■ **Records**:
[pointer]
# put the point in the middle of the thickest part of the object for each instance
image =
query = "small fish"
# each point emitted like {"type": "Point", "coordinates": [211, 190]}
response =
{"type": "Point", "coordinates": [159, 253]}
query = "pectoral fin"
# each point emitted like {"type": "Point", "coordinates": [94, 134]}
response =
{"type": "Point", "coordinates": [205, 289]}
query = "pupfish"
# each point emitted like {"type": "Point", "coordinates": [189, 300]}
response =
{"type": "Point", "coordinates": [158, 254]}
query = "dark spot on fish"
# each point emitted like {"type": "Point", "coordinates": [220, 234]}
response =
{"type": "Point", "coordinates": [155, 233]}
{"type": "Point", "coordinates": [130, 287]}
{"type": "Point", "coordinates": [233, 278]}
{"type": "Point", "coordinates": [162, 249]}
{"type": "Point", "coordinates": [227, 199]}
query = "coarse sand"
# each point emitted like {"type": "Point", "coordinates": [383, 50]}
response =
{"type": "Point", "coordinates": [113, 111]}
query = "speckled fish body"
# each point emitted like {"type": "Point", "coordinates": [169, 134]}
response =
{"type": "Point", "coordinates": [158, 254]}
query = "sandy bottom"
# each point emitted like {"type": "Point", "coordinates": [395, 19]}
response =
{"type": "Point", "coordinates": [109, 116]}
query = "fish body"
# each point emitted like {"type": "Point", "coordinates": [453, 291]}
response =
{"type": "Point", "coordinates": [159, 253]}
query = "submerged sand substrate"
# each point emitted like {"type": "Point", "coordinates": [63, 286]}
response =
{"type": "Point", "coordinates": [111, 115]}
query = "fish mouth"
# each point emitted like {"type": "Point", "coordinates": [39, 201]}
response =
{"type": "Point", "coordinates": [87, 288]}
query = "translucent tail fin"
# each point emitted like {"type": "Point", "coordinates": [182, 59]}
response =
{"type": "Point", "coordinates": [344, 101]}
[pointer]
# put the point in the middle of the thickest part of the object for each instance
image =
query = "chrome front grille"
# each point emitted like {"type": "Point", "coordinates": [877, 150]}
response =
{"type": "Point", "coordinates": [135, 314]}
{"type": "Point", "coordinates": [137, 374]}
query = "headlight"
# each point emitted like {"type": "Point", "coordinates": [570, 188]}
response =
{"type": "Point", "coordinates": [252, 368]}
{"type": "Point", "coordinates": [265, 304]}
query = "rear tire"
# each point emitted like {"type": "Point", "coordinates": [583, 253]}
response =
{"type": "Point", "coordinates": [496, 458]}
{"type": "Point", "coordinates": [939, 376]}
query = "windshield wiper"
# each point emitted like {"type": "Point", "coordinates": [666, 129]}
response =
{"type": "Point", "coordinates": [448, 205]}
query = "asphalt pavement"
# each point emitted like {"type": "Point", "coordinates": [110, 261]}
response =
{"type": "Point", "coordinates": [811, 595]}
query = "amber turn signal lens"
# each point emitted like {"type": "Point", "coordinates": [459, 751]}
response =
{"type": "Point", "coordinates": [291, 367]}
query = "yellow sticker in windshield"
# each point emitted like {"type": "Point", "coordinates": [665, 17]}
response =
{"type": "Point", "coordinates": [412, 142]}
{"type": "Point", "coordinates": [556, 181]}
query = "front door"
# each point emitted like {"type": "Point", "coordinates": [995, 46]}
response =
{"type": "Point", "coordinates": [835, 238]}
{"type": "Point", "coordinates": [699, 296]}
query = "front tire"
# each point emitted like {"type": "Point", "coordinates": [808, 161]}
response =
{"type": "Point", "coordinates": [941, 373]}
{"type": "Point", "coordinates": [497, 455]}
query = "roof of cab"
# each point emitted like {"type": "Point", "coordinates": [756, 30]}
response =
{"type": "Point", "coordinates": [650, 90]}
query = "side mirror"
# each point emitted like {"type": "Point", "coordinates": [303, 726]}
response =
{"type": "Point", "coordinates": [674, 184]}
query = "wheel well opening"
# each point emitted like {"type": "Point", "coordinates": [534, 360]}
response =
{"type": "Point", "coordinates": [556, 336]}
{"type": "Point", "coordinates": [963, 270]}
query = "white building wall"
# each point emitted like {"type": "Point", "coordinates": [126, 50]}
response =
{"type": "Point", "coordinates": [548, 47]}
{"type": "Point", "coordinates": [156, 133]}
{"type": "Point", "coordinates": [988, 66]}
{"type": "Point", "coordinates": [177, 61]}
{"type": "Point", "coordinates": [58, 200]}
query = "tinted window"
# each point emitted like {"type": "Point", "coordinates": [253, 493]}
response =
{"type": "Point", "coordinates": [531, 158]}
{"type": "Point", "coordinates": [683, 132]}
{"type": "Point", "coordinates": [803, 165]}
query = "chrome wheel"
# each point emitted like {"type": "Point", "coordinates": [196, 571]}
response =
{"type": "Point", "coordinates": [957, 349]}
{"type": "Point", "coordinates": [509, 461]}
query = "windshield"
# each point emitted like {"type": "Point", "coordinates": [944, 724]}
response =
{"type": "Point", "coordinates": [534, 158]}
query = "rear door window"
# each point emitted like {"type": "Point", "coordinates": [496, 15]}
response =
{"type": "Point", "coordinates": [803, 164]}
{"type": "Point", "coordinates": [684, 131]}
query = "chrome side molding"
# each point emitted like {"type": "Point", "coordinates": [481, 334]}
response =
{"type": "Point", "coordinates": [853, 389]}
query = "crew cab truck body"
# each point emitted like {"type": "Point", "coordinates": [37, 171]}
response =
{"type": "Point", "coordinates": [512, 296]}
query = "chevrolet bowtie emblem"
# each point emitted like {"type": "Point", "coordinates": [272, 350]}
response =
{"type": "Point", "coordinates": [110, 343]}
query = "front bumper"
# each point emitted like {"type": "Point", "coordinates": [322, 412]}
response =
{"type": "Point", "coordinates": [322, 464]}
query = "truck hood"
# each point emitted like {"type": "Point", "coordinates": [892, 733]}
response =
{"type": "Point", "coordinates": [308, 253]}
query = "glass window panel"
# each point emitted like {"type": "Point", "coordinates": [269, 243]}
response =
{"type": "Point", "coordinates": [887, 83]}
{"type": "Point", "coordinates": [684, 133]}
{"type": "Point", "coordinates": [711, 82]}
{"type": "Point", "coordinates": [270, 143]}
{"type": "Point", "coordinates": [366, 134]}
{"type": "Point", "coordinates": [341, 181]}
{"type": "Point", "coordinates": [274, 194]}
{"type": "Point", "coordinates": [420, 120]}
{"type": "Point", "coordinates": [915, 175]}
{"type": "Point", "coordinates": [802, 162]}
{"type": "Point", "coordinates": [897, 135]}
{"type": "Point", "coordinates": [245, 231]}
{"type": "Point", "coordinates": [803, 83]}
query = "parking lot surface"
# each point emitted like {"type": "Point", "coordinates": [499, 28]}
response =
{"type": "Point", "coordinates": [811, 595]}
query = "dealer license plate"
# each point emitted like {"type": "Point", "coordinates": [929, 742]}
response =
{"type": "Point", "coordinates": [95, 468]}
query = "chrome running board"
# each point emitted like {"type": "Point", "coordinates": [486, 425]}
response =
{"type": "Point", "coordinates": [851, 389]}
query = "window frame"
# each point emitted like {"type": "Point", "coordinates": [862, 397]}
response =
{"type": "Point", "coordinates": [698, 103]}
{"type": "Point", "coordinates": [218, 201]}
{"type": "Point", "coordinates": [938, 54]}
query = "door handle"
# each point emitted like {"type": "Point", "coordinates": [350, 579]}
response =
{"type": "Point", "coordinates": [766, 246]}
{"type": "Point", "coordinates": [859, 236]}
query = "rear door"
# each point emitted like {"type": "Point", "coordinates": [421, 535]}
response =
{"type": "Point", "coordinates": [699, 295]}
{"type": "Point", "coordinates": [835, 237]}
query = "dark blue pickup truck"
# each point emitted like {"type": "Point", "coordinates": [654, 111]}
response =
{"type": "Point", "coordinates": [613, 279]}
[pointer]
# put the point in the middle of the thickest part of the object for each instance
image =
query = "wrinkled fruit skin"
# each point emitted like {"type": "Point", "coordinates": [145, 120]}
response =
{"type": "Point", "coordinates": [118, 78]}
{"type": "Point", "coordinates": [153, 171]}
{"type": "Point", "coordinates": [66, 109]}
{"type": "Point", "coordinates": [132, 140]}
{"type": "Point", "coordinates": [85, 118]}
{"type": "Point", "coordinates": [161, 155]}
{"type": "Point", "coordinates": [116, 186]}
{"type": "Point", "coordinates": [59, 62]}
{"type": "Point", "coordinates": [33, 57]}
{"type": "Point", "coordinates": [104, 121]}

■ **What this task involves**: From the records above, pick out and copy every line that contains the word "body".

■ **Task answer**:
query = "speckled fish body"
query = "fish body"
query = "crew cab truck body"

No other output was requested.